Data rows>
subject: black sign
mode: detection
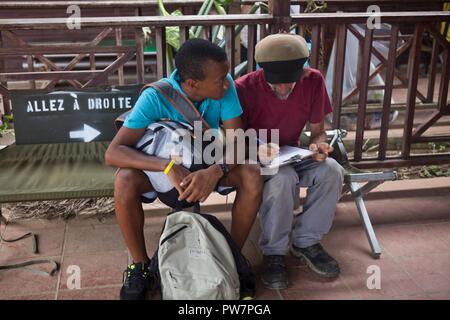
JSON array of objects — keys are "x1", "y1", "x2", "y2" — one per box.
[{"x1": 11, "y1": 85, "x2": 141, "y2": 144}]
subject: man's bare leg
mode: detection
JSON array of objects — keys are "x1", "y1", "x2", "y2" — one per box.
[
  {"x1": 114, "y1": 168, "x2": 152, "y2": 263},
  {"x1": 221, "y1": 165, "x2": 264, "y2": 249}
]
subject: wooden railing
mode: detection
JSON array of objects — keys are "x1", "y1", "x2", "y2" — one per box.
[{"x1": 0, "y1": 9, "x2": 450, "y2": 167}]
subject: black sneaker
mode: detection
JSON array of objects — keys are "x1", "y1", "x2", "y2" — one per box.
[
  {"x1": 291, "y1": 243, "x2": 341, "y2": 278},
  {"x1": 120, "y1": 263, "x2": 154, "y2": 300},
  {"x1": 261, "y1": 256, "x2": 288, "y2": 289}
]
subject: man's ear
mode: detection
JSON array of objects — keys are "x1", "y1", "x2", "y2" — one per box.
[{"x1": 184, "y1": 79, "x2": 198, "y2": 89}]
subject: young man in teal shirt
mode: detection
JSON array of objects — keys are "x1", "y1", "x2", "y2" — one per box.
[{"x1": 105, "y1": 39, "x2": 263, "y2": 299}]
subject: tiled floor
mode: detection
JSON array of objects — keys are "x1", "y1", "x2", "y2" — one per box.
[{"x1": 0, "y1": 178, "x2": 450, "y2": 300}]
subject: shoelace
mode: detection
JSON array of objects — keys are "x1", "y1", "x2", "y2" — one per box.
[
  {"x1": 122, "y1": 264, "x2": 149, "y2": 287},
  {"x1": 268, "y1": 256, "x2": 285, "y2": 267}
]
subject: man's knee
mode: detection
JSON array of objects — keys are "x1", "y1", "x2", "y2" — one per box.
[
  {"x1": 264, "y1": 166, "x2": 299, "y2": 189},
  {"x1": 232, "y1": 165, "x2": 264, "y2": 196},
  {"x1": 318, "y1": 158, "x2": 344, "y2": 184},
  {"x1": 114, "y1": 168, "x2": 151, "y2": 196}
]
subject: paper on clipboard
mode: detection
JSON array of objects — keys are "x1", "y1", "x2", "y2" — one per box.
[{"x1": 264, "y1": 146, "x2": 314, "y2": 169}]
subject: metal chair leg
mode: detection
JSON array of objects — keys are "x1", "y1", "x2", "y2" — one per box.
[{"x1": 350, "y1": 182, "x2": 381, "y2": 259}]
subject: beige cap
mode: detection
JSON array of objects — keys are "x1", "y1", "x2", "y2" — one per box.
[{"x1": 255, "y1": 33, "x2": 309, "y2": 63}]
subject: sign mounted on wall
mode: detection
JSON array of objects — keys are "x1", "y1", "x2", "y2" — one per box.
[{"x1": 11, "y1": 85, "x2": 142, "y2": 144}]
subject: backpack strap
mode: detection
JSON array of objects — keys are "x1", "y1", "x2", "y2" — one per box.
[
  {"x1": 147, "y1": 80, "x2": 210, "y2": 130},
  {"x1": 114, "y1": 80, "x2": 211, "y2": 131}
]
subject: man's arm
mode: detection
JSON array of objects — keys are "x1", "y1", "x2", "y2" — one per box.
[
  {"x1": 309, "y1": 121, "x2": 333, "y2": 161},
  {"x1": 179, "y1": 117, "x2": 242, "y2": 202},
  {"x1": 105, "y1": 127, "x2": 190, "y2": 194},
  {"x1": 105, "y1": 127, "x2": 169, "y2": 171}
]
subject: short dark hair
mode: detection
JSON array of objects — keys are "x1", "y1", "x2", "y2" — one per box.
[{"x1": 175, "y1": 38, "x2": 227, "y2": 81}]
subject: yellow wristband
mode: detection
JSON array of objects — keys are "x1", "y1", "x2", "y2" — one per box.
[{"x1": 164, "y1": 160, "x2": 175, "y2": 174}]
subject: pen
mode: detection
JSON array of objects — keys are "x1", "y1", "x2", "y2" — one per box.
[{"x1": 330, "y1": 133, "x2": 338, "y2": 146}]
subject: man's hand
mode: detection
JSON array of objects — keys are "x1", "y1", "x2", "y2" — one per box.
[
  {"x1": 258, "y1": 143, "x2": 280, "y2": 165},
  {"x1": 178, "y1": 165, "x2": 223, "y2": 203},
  {"x1": 167, "y1": 164, "x2": 191, "y2": 194},
  {"x1": 309, "y1": 142, "x2": 333, "y2": 162}
]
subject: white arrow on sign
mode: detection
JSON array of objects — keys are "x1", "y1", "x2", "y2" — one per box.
[{"x1": 69, "y1": 124, "x2": 100, "y2": 142}]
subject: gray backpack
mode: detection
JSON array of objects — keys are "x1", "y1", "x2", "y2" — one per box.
[
  {"x1": 116, "y1": 80, "x2": 218, "y2": 208},
  {"x1": 150, "y1": 211, "x2": 255, "y2": 300}
]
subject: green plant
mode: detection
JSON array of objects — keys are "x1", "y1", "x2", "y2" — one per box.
[{"x1": 142, "y1": 0, "x2": 267, "y2": 74}]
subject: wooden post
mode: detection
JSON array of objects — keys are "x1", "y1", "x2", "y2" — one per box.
[
  {"x1": 269, "y1": 0, "x2": 292, "y2": 33},
  {"x1": 402, "y1": 24, "x2": 424, "y2": 159},
  {"x1": 354, "y1": 27, "x2": 373, "y2": 161},
  {"x1": 331, "y1": 24, "x2": 347, "y2": 129},
  {"x1": 378, "y1": 24, "x2": 400, "y2": 160}
]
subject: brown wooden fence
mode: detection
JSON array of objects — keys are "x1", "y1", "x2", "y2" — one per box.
[{"x1": 0, "y1": 1, "x2": 450, "y2": 167}]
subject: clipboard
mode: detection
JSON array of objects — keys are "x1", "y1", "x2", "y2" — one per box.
[{"x1": 263, "y1": 146, "x2": 314, "y2": 169}]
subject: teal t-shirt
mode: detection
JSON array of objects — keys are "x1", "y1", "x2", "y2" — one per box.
[{"x1": 124, "y1": 70, "x2": 242, "y2": 129}]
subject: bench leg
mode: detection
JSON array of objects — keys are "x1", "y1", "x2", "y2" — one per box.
[{"x1": 349, "y1": 182, "x2": 381, "y2": 259}]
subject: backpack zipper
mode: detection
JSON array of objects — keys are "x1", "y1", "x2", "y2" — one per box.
[{"x1": 159, "y1": 226, "x2": 187, "y2": 246}]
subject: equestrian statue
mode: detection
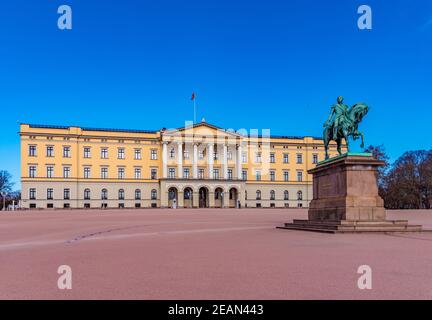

What the exercise asks> Rewrite all the records, replacing every "subject" with "target" and leaving everything else unchanged. Leave out the pictures.

Full output>
target: black sign
mode: detection
JSON array of objects — keys are "x1", "y1", "x2", "y2" — one per box.
[{"x1": 11, "y1": 85, "x2": 141, "y2": 144}]
target: man's bare leg
mode: detection
JSON array of objects — keys are "x1", "y1", "x2", "y2" — one per box.
[
  {"x1": 114, "y1": 168, "x2": 152, "y2": 263},
  {"x1": 221, "y1": 165, "x2": 264, "y2": 249}
]
target: wooden railing
mode: detection
JSON array of objects — keys are "x1", "y1", "x2", "y2" — one per box.
[{"x1": 0, "y1": 9, "x2": 450, "y2": 167}]
target: black sneaker
mode: detection
JSON array of objects — keys are "x1", "y1", "x2", "y2" — one per box.
[
  {"x1": 291, "y1": 243, "x2": 341, "y2": 278},
  {"x1": 120, "y1": 263, "x2": 154, "y2": 300},
  {"x1": 261, "y1": 256, "x2": 288, "y2": 289}
]
target: man's ear
mode: detection
JSON array of objects — keys are "x1", "y1", "x2", "y2" — one per box.
[{"x1": 184, "y1": 79, "x2": 198, "y2": 89}]
target: young man in teal shirt
mode: detection
JSON array of objects — keys are "x1", "y1", "x2", "y2" — one per box.
[{"x1": 105, "y1": 39, "x2": 263, "y2": 299}]
target: tiled floor
mode: detection
JSON array of objects — keys are "x1", "y1", "x2", "y2" — one per box.
[{"x1": 0, "y1": 178, "x2": 450, "y2": 300}]
target: shoelace
mode: detection
JSON array of objects — keys are "x1", "y1", "x2", "y2" — one per box.
[
  {"x1": 122, "y1": 264, "x2": 149, "y2": 287},
  {"x1": 268, "y1": 256, "x2": 285, "y2": 267}
]
target: man's knee
mode: detection
JSON array of objects — keys are "x1", "y1", "x2", "y2" — one per box.
[
  {"x1": 264, "y1": 166, "x2": 299, "y2": 189},
  {"x1": 232, "y1": 165, "x2": 264, "y2": 196},
  {"x1": 318, "y1": 158, "x2": 344, "y2": 184},
  {"x1": 114, "y1": 168, "x2": 151, "y2": 196}
]
target: paper on clipboard
mode: detection
JSON array of objects — keys are "x1", "y1", "x2", "y2" — one per box.
[{"x1": 264, "y1": 146, "x2": 314, "y2": 169}]
target: metal chair leg
mode: detection
JSON array of objects — keys are "x1", "y1", "x2", "y2" — one per box.
[{"x1": 350, "y1": 182, "x2": 381, "y2": 259}]
target: beige cap
mode: detection
JSON array of objects — keys are "x1", "y1", "x2", "y2" — one per box.
[{"x1": 255, "y1": 33, "x2": 309, "y2": 63}]
target: sign mounted on wall
mode: detection
JSON array of objects — keys are "x1", "y1", "x2", "y2" — one per box.
[{"x1": 11, "y1": 85, "x2": 142, "y2": 144}]
target: backpack strap
mode: detection
JSON array of objects — keys are "x1", "y1", "x2", "y2" — one per box.
[
  {"x1": 147, "y1": 80, "x2": 210, "y2": 130},
  {"x1": 114, "y1": 80, "x2": 211, "y2": 131}
]
target: man's arm
mode: detection
JSON array of objects — keys are "x1", "y1", "x2", "y2" — one per box.
[
  {"x1": 309, "y1": 121, "x2": 333, "y2": 161},
  {"x1": 179, "y1": 117, "x2": 242, "y2": 202},
  {"x1": 105, "y1": 127, "x2": 190, "y2": 194},
  {"x1": 105, "y1": 127, "x2": 169, "y2": 171}
]
target: short dark hair
mode: detection
JSON array of objects — keys are "x1", "y1", "x2", "y2" — one per box.
[{"x1": 175, "y1": 38, "x2": 227, "y2": 81}]
target: yellow wristband
mode: detection
JSON array of objects — keys are "x1", "y1", "x2", "y2" — one per box.
[{"x1": 164, "y1": 160, "x2": 175, "y2": 174}]
target: pen
mode: detection
JSON array of objects — keys are "x1", "y1", "x2", "y2" — one per box.
[{"x1": 330, "y1": 133, "x2": 338, "y2": 146}]
target: man's hand
mode: detection
JSON array of objects — keys are "x1", "y1", "x2", "y2" — one per box.
[
  {"x1": 258, "y1": 143, "x2": 280, "y2": 165},
  {"x1": 178, "y1": 165, "x2": 223, "y2": 203},
  {"x1": 167, "y1": 164, "x2": 191, "y2": 194},
  {"x1": 309, "y1": 142, "x2": 333, "y2": 162}
]
target: white arrow on sign
mode: detection
JSON array of objects — keys are "x1", "y1", "x2", "y2" — one per box.
[{"x1": 69, "y1": 124, "x2": 100, "y2": 142}]
target: gray backpack
mode: detection
JSON array of objects — keys are "x1", "y1", "x2", "y2" — one per box.
[
  {"x1": 116, "y1": 80, "x2": 218, "y2": 208},
  {"x1": 150, "y1": 211, "x2": 255, "y2": 300}
]
target: green plant
mode: detection
JSON array of objects — keys are "x1", "y1", "x2", "y2" — one per box.
[{"x1": 142, "y1": 0, "x2": 267, "y2": 74}]
target: wooden post
mode: detection
JSON array of objects — keys are "x1", "y1", "x2", "y2" — one per box.
[
  {"x1": 269, "y1": 0, "x2": 292, "y2": 33},
  {"x1": 402, "y1": 24, "x2": 424, "y2": 159},
  {"x1": 354, "y1": 27, "x2": 373, "y2": 161},
  {"x1": 331, "y1": 24, "x2": 347, "y2": 129},
  {"x1": 378, "y1": 24, "x2": 400, "y2": 160}
]
target: brown wooden fence
mode: detection
JSON array of objects — keys are "x1", "y1", "x2", "y2" — one per box.
[{"x1": 0, "y1": 1, "x2": 450, "y2": 167}]
target: clipboard
mode: detection
JSON array of objects — keys are "x1", "y1", "x2", "y2" — one per box.
[{"x1": 263, "y1": 146, "x2": 314, "y2": 169}]
target: teal t-shirt
mode: detection
JSON array of objects — keys are "x1", "y1", "x2", "y2" — one per box.
[{"x1": 124, "y1": 70, "x2": 242, "y2": 129}]
target: bench leg
mode: detection
JSON array of objects — keys are "x1", "y1", "x2", "y2" — one per box.
[{"x1": 349, "y1": 182, "x2": 381, "y2": 259}]
target: backpack zipper
mode: detection
JSON array of objects — keys are "x1", "y1", "x2", "y2" — one per box.
[{"x1": 159, "y1": 226, "x2": 187, "y2": 246}]
target: equestrian statue
mode: detection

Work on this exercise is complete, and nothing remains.